• DATA TO EXAMINE:
--- --- ---

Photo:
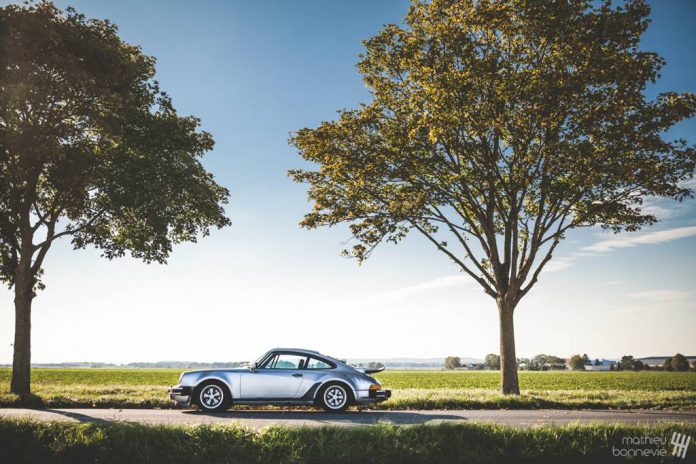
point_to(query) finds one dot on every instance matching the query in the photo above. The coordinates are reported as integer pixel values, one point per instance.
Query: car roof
(298, 350)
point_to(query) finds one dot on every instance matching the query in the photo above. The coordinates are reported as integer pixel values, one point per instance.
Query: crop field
(146, 388)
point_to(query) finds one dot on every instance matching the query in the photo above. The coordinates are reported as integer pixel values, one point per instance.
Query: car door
(280, 377)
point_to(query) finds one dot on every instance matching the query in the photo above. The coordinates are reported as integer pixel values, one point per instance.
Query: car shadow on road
(79, 417)
(348, 417)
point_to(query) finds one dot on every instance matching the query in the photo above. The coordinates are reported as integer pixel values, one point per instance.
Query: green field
(60, 442)
(143, 388)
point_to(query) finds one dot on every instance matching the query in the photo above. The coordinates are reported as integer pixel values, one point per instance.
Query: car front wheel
(334, 398)
(213, 396)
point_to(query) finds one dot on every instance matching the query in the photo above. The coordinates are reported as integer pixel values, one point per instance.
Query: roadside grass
(26, 441)
(141, 388)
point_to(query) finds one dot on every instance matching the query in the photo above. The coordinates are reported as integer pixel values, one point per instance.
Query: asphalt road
(259, 419)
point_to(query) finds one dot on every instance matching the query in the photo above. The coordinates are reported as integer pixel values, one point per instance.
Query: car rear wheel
(334, 397)
(213, 396)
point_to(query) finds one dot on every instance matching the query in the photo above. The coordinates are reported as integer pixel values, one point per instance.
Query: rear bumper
(372, 396)
(380, 395)
(181, 395)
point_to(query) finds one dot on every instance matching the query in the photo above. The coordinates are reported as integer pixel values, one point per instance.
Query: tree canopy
(502, 124)
(495, 128)
(90, 147)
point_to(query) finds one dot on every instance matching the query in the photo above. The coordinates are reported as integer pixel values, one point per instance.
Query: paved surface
(258, 419)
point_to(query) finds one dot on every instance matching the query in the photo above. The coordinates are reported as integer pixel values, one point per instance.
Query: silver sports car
(282, 376)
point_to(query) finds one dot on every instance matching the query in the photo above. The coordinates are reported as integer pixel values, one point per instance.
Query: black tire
(212, 396)
(334, 397)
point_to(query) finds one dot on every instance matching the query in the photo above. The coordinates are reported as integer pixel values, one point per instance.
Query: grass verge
(133, 396)
(59, 442)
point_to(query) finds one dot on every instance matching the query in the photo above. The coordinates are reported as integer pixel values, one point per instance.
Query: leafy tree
(667, 365)
(494, 129)
(452, 362)
(91, 150)
(627, 363)
(576, 363)
(679, 363)
(375, 365)
(492, 361)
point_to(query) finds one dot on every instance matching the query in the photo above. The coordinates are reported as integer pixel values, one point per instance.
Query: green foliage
(90, 147)
(452, 362)
(501, 123)
(577, 363)
(679, 363)
(627, 363)
(146, 388)
(29, 442)
(492, 361)
(667, 366)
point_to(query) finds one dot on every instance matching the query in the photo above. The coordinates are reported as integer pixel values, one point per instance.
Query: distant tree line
(544, 362)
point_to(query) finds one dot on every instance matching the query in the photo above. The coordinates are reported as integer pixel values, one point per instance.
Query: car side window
(314, 363)
(285, 361)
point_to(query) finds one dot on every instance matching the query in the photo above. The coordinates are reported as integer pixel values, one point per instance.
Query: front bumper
(181, 395)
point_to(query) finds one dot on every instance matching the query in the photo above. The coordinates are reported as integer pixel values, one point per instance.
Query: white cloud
(435, 284)
(661, 236)
(661, 295)
(559, 264)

--- --- ---

• TASK: Reproduce every record in full. Leave out the images.

• ANSWER TO THE EXERCISE:
Photo:
point_to(query) finds one dot on every instance matching the query in the photo above. The coordinates are reported as integer pixel values, one point per instance.
Query: car roof
(298, 350)
point_to(query) finds one dot on every instance matching the query in the photo above. The coordinates are reported as integer pixel values, one point per instance.
Query: crop field
(146, 388)
point_to(query) finds one dot on every instance matching the query in the photo above. The coordinates are reported as integer pixel values, one point per instance.
Query: car door
(280, 377)
point_to(query) finds one dot on every instance matching the query in the photo above. The coordinates are reported as integer pixel values, one point per instance.
Query: car shadow on road
(79, 417)
(348, 417)
point_to(query) finds one dot on every instance matching the query in the photo above. The coordinates are reported as integer pixel values, one point per instance.
Query: green field
(60, 442)
(143, 388)
point_to(query) finds one dot on every instance matching the query in the photo above. The coordinates are reported as integer pixel values, one point per instance.
Query: car front wheel
(334, 398)
(213, 396)
point_to(query) finds one dot on every instance matching the query in the photo above. The coordinates are reported as integer pixel values, one point per instance.
Query: roadside grass
(26, 441)
(141, 388)
point_to(query) finds one dot on every instance matching the query in the photo above. The coordinates are reported as integer pixel values, one point per instance.
Query: asphalt road
(259, 419)
point_to(query) finds one dot on every instance matching the query in the photo above. The coordinates are reported as integer pixel values, one point per instance.
Query: car rear wheel
(334, 397)
(213, 396)
point_to(query) finds one dot on every instance matching the query in the photo above. The coordinates are reported as integer pixel values, one point per instance.
Query: rear bumper
(372, 396)
(380, 395)
(181, 395)
point_to(query) finds one dot on every instance matching the query in the photo above. The coordinates are reported as integer pixel values, one point per instance.
Query: tree canopy
(502, 124)
(495, 128)
(90, 147)
point_to(query) finds one dot on every instance matching the query in the photo above. The coordinates are reported as integer pixel values, one point per instance.
Query: paved surface
(258, 419)
point_to(query) finds one dot on every instance matching the query in the photo above. The coordinates are reported as integer pixel values, one point per instance.
Query: silver sports car
(282, 376)
point_to(query) finds one dot on every instance matching the query in the photo above. The coordinates are reported as integer pixel values, one point per instance.
Query: black tire
(212, 396)
(334, 397)
point_to(query) finds one dot on every instance matching the query in the photo above. The coordinates are reported as integer pixel values, one point per instance.
Query: grass verge
(133, 396)
(59, 442)
point_to(query) finds one dot on every instance matching the query in the photo above. The coordinates are reported as integer pixel values, one point per instance.
Query: leafy tree
(667, 365)
(494, 129)
(452, 362)
(91, 150)
(627, 363)
(576, 363)
(679, 363)
(375, 365)
(492, 361)
point_to(query) finds one dot on every instance matching the query in the photo above. The coordinates are reported as integer pixel values, one point per instance.
Query: green foliage
(90, 147)
(452, 362)
(501, 123)
(577, 363)
(679, 363)
(627, 363)
(146, 388)
(29, 442)
(492, 361)
(667, 366)
point_to(query) finds one dot on every instance matching the query in the photo above. The coordinates are reported as integer pixel values, one point per instance.
Query: distant tree line
(544, 362)
point_to(query) finds one dot on every instance matching the query in the photo above. The coordinates are reported as integer pixel values, one point per instance.
Query: car side window
(314, 363)
(285, 361)
point_to(query) finds one dot on every instance matching the query in the photo above. The coordinates are reported as integer pixel values, one point per instance.
Query: front bumper
(181, 395)
point_to(query) finds one dot on every instance matching the query in the photo above. The coordinates are reported as integer pixel values, one point per instance.
Query: white cloud
(435, 284)
(661, 236)
(661, 295)
(559, 264)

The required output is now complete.